=== AIM OF THE TASK ===
Please convert every line of the material below into a Markdown table with the columns Row and Line. Number each row and leave out any blank lines.

(Stored data entries)

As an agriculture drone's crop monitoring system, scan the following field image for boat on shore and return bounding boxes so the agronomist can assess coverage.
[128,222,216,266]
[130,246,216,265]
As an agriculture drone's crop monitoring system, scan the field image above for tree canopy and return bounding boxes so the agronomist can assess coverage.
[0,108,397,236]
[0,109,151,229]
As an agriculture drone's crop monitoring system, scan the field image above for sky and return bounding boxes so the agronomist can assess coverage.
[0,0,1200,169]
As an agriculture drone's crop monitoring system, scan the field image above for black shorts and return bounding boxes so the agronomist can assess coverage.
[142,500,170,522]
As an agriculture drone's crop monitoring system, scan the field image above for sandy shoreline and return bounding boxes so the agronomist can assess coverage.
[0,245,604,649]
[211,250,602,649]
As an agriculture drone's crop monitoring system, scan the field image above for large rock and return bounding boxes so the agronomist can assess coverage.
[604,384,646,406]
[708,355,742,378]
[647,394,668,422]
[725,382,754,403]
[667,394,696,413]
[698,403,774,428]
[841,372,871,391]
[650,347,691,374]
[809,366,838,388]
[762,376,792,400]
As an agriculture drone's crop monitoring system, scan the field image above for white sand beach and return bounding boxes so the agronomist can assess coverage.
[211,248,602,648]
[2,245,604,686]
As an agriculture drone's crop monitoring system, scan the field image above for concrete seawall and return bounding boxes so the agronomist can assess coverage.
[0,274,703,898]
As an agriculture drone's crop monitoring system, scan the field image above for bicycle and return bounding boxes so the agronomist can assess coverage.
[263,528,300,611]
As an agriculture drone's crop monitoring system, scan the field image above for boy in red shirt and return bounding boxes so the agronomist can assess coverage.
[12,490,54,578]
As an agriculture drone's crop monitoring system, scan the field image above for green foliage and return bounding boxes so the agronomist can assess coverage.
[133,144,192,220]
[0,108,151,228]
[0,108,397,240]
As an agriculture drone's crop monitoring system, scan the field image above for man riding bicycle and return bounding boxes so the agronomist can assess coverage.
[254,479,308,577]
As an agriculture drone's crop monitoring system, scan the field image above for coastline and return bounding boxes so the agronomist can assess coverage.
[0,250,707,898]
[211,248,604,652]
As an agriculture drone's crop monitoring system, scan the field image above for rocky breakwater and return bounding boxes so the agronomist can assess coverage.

=== RESULT ===
| Row | Line |
|---|---|
| 1 | As an agriculture drone's crop monitoring system, scan the following field image for boat on shore and return bounding boxes so the agronomist can assess coverage. |
| 2 | [128,222,216,266] |
| 3 | [130,246,216,265] |
| 4 | As an agriculture drone's crop monitoring system, scan the field image above for tree canopy and return bounding boxes so the agronomist can assess coverage. |
| 5 | [0,108,397,236] |
| 6 | [0,109,151,229] |
| 7 | As an agriculture drone's crop monitoring system, scan the field image above for sky and return bounding boxes so the agronomist can assess coverage. |
| 8 | [0,0,1200,169] |
| 9 | As an agriculture drone's crop monitoring system, scan the field image above for black shorts and return bounding boxes so the agronomist can assess coverage. |
| 10 | [142,500,170,522] |
| 11 | As an agriculture drone's crop monitoring system, scan the field image above for sandy shoreline and return bounding boxes so the agronomist can assess coverage. |
| 12 | [0,245,604,649] |
| 13 | [211,250,602,649] |
| 14 | As an agriculture drone's crop monitoring system, scan the field image above for large rock and return bounding boxes so the agronomist can assess coverage. |
| 15 | [604,384,646,406] |
| 16 | [708,355,742,378] |
| 17 | [647,394,668,422] |
| 18 | [725,382,754,403] |
| 19 | [667,394,696,413] |
| 20 | [698,403,774,428] |
| 21 | [841,372,871,391] |
| 22 | [650,347,691,374] |
| 23 | [809,366,838,388] |
| 24 | [762,376,792,400] |
| 25 | As an agriculture drone's crop monitoring system, scan the field image above for white sand beach and return bounding boxes so the agronomist can assess coverage. |
| 26 | [211,248,602,648] |
| 27 | [2,245,604,686] |
| 28 | As an agriculture drone's crop monitoring system, scan the field image above for concrete seawall and return bounding boxes so the agronomist can assess coverage. |
| 29 | [0,274,703,898] |
| 30 | As an agriculture drone's crop monitoring system, scan the field image above for bicycle and return bounding boxes so the agronomist can assess coverage. |
| 31 | [263,528,300,611] |
| 32 | As an agriculture drone's crop monitoring system, scan the field image above for boy in red shirt and return bounding boxes so the agronomist can assess coverage. |
| 33 | [12,490,54,578] |
| 34 | As an agriculture drone's crop monitoring system, scan the field image above for green foliage and return bounding boxes so the agronomist can assess coverage. |
| 35 | [133,144,192,220] |
| 36 | [0,108,151,228] |
| 37 | [0,108,397,240] |
| 38 | As an agriculture drone's crop monitoring system, scan the field image above for man riding bicycle and return bounding boxes so the agronomist can assess coverage. |
| 39 | [254,479,308,577] |
| 40 | As an agriculture drone's crop monitoring system, scan the field image above for coastline and return bounding boxes so the agronomist can assess coverage. |
| 41 | [0,250,707,898] |
| 42 | [211,248,604,652] |
| 43 | As an agriculture drone's crop monitoring system, scan the field image above for rocky breakwater and return bounding boxes so the agronomist can assess coverage. |